**AIM OF THE TASK:** Reproduce nothing but the closing run of lines: the line with "Annotation guideline: for every instance of the shopping" and each line that follows it to the end of the data.

═══ INFORMATION SUPPLIED

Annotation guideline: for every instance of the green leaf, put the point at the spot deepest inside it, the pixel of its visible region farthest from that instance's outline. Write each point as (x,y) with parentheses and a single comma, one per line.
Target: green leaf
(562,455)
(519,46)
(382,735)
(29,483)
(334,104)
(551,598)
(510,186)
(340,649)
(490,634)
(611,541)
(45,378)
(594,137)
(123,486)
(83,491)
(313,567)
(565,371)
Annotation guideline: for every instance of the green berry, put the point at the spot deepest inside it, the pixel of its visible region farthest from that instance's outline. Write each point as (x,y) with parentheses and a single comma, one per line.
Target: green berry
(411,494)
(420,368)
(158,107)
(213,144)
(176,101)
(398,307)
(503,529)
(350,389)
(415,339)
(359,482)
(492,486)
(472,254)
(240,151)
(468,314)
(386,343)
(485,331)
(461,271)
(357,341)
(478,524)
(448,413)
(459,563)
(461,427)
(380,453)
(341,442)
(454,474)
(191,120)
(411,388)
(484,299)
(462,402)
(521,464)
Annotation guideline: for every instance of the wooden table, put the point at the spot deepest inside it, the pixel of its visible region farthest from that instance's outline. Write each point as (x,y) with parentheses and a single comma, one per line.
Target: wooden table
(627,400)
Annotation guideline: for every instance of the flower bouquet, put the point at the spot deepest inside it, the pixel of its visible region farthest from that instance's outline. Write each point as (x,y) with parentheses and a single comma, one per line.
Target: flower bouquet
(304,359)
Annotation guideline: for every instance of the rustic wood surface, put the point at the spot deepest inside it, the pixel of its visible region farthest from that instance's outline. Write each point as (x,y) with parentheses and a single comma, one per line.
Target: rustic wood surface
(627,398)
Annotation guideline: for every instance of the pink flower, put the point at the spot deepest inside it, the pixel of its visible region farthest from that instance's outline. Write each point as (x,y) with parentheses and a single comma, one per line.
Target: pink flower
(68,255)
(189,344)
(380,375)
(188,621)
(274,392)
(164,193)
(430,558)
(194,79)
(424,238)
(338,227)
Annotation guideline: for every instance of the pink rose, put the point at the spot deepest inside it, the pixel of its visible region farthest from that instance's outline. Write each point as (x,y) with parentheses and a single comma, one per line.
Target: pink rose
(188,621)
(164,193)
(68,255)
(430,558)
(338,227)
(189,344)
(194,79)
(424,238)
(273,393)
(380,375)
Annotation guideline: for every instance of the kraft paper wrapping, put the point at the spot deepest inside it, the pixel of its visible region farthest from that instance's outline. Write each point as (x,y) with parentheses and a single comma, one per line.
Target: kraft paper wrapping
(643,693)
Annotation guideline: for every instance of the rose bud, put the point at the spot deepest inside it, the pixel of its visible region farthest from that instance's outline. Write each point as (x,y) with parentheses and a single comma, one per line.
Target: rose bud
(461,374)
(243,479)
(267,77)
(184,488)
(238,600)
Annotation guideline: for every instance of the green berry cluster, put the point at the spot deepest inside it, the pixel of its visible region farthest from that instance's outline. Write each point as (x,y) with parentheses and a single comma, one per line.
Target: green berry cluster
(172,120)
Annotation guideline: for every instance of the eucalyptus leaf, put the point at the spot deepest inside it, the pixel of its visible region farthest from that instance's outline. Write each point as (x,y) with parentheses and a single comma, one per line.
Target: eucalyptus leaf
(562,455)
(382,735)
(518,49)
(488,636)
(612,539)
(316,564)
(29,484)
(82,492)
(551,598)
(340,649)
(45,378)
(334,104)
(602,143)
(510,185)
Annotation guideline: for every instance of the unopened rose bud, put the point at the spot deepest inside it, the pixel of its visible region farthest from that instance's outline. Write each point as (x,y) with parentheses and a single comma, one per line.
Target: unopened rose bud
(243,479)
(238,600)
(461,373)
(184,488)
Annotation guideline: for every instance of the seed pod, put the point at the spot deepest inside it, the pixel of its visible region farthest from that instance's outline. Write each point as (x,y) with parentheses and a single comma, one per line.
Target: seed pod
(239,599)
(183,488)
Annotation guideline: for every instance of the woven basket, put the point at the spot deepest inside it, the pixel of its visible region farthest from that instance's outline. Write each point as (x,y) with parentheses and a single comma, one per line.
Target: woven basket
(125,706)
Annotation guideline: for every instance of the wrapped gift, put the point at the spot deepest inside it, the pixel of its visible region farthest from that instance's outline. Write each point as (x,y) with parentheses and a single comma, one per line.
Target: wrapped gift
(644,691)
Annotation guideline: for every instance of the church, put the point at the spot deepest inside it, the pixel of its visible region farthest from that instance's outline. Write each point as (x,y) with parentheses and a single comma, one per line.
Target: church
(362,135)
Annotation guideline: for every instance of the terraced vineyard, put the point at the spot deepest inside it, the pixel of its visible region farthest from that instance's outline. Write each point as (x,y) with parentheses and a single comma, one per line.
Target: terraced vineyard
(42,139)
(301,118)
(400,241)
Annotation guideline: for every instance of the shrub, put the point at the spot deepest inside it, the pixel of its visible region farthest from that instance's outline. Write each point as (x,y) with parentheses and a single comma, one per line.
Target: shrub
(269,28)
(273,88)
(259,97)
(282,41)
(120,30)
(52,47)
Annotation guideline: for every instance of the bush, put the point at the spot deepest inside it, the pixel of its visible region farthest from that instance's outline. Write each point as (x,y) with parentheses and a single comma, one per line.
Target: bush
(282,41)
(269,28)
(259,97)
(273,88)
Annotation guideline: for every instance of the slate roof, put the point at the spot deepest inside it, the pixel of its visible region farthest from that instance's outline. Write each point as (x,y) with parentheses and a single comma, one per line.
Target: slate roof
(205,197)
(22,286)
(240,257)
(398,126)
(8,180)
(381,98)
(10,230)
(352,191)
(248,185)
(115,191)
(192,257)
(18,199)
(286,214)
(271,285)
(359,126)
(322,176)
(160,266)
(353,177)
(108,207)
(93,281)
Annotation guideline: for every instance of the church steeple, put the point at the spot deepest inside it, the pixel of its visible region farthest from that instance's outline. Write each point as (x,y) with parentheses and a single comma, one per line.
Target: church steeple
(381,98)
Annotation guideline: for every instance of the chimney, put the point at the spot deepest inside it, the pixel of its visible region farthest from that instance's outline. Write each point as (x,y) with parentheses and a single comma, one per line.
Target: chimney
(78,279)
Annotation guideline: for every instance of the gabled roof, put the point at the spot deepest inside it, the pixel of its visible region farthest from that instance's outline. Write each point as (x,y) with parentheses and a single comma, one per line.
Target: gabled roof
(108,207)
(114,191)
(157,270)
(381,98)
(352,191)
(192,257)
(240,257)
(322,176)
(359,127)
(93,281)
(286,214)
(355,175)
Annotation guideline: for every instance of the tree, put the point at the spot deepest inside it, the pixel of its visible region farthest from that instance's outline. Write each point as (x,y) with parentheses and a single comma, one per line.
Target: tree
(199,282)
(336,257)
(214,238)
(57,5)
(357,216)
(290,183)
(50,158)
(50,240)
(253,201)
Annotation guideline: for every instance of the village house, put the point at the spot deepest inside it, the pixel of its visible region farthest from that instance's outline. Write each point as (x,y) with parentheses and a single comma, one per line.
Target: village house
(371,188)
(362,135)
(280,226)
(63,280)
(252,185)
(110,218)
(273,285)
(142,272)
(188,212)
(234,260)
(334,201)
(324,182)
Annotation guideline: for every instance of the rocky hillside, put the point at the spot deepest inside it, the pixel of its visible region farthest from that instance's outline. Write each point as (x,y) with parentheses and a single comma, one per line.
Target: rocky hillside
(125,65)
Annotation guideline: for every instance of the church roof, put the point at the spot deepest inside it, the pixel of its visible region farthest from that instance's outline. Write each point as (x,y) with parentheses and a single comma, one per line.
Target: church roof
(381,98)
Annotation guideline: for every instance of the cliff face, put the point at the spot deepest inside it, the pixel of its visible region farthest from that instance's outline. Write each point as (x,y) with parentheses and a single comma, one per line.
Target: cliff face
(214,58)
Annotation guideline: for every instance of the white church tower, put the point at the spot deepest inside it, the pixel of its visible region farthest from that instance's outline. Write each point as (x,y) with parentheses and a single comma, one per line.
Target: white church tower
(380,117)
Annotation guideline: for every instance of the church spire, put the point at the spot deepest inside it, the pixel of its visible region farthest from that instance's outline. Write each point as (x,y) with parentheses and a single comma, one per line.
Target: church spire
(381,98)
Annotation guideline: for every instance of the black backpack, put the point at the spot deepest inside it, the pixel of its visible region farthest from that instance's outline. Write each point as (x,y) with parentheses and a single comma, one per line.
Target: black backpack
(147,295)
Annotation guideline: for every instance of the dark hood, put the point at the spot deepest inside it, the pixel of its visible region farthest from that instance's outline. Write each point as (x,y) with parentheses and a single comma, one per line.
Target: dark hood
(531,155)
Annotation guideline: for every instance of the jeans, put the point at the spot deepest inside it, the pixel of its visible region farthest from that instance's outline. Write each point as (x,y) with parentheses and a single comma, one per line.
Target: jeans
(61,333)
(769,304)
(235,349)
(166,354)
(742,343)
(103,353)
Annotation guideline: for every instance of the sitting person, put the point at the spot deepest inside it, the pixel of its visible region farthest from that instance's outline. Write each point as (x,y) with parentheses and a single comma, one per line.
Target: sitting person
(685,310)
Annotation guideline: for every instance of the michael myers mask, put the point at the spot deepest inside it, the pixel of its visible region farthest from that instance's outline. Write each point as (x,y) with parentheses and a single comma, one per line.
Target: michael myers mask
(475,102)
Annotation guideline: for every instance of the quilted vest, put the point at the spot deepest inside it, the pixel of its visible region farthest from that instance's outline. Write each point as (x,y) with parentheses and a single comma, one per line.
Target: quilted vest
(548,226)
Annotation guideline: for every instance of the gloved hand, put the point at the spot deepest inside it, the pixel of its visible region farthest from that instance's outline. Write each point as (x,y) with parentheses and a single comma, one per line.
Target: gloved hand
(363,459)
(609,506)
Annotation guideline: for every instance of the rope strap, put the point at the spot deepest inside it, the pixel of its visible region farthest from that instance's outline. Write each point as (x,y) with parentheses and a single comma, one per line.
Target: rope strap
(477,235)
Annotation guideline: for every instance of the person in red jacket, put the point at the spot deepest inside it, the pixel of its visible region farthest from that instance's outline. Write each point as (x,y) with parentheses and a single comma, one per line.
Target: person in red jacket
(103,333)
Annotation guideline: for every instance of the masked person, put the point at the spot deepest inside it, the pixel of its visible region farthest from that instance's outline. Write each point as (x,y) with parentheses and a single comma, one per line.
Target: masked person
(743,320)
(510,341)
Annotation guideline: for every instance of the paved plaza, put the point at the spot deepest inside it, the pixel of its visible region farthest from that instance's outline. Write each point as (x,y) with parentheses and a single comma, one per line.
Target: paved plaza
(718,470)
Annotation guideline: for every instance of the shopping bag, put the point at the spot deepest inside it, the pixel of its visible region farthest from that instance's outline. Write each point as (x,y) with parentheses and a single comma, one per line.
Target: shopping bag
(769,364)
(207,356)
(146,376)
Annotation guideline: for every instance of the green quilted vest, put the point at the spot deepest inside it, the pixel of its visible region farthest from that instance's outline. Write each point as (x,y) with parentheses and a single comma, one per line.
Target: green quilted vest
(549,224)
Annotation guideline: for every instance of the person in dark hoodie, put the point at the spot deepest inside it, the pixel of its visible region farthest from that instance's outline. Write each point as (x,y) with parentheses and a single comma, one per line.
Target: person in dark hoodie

══════

**WRITTEN SOLUTION:**
Annotation guideline: for every instance of the shopping bag, put the point at the spot deepest inside it, the pixel of its visible region farthest from that instance's outline. Write each point as (x,y) with parentheses and a single comma, one per line.
Target: shopping bag
(769,364)
(207,356)
(146,376)
Annotation guideline: for every instance of the green quilted vest, put the point at the spot deepest inside it, the pixel of its visible region farthest from that instance's outline. Write each point as (x,y) with parentheses and a single comma, one per line.
Target: green quilted vest
(549,224)
Annotation guideline: for every instance of the person in dark hoodie, put the point at the spot deepest inside it, the pixel of its visible region farthest from that instance's outline. Write each point as (x,y) with parentheses and a single comma, one per line.
Target: person in dark hoodie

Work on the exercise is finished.